**Given problem:** Please write out the material below exactly as given.

Begin Listed records

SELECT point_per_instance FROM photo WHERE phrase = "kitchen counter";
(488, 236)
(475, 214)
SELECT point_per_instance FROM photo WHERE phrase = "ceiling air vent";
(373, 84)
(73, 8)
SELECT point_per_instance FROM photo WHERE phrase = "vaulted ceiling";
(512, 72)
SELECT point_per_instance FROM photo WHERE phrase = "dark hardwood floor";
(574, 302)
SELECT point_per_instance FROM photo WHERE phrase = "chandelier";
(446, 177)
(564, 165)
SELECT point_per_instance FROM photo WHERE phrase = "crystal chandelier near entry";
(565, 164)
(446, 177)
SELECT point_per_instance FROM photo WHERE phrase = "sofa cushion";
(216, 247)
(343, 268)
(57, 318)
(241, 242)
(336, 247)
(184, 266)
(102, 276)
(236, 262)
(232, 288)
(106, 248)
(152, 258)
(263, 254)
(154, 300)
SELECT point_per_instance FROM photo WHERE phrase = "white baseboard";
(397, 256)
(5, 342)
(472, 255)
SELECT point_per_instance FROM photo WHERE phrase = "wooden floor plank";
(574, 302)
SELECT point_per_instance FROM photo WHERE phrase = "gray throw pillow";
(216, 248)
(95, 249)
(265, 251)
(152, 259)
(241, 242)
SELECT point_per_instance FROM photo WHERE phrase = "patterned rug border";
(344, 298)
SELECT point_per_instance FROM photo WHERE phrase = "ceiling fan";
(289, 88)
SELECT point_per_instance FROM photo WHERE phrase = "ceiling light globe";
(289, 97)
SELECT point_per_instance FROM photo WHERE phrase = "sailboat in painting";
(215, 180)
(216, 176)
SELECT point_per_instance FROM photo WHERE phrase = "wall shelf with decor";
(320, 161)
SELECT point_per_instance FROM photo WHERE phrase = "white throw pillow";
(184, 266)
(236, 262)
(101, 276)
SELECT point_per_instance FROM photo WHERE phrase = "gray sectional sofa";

End Listed records

**Task output:**
SELECT point_per_instance FROM photo WHERE phrase = "kitchen counter";
(488, 236)
(475, 214)
SELECT point_per_instance FROM photo WHERE phrase = "ceiling air vent";
(373, 84)
(73, 8)
SELECT point_per_instance FROM photo WHERE phrase = "vaulted ceiling";
(512, 72)
SELECT point_per_instance FROM photo WHERE phrase = "dark hardwood floor";
(574, 302)
SELECT point_per_instance FROM photo WHERE phrase = "chandelier";
(446, 177)
(564, 165)
SELECT point_per_instance FROM photo WHERE phrase = "crystal chandelier near entry";
(565, 164)
(446, 177)
SELECT point_per_instance FROM photo WHERE phrase = "sofa cushion";
(216, 247)
(343, 268)
(57, 318)
(241, 242)
(336, 247)
(184, 266)
(102, 276)
(236, 262)
(232, 288)
(106, 248)
(152, 258)
(263, 254)
(154, 300)
SELECT point_per_instance FROM photo WHERE phrase = "white baseboard";
(397, 256)
(5, 342)
(472, 255)
SELECT point_per_instance FROM photo WHERE phrase = "wooden floor plank";
(574, 302)
SELECT point_per_instance FROM photo WHERE phrase = "gray throw pillow";
(216, 248)
(95, 249)
(265, 251)
(152, 259)
(241, 242)
SELECT point_per_instance FROM photo WHERE phrase = "patterned rug border";
(344, 298)
SELECT point_per_instance FROM photo WHERE phrase = "ceiling fan";
(289, 88)
SELECT point_per_instance FROM photo WHERE phrase = "ceiling light globe";
(289, 97)
SELECT point_per_instance FROM photo WHERE phrase = "sailboat in painting";
(215, 180)
(216, 176)
SELECT point_per_instance FROM photo WHERE phrase = "wall shelf with decor";
(320, 161)
SELECT point_per_instance FROM photo WHERE phrase = "white throw pillow";
(184, 266)
(236, 262)
(101, 276)
SELECT point_per_instance FROM photo WHERE phrase = "gray sectional sofa";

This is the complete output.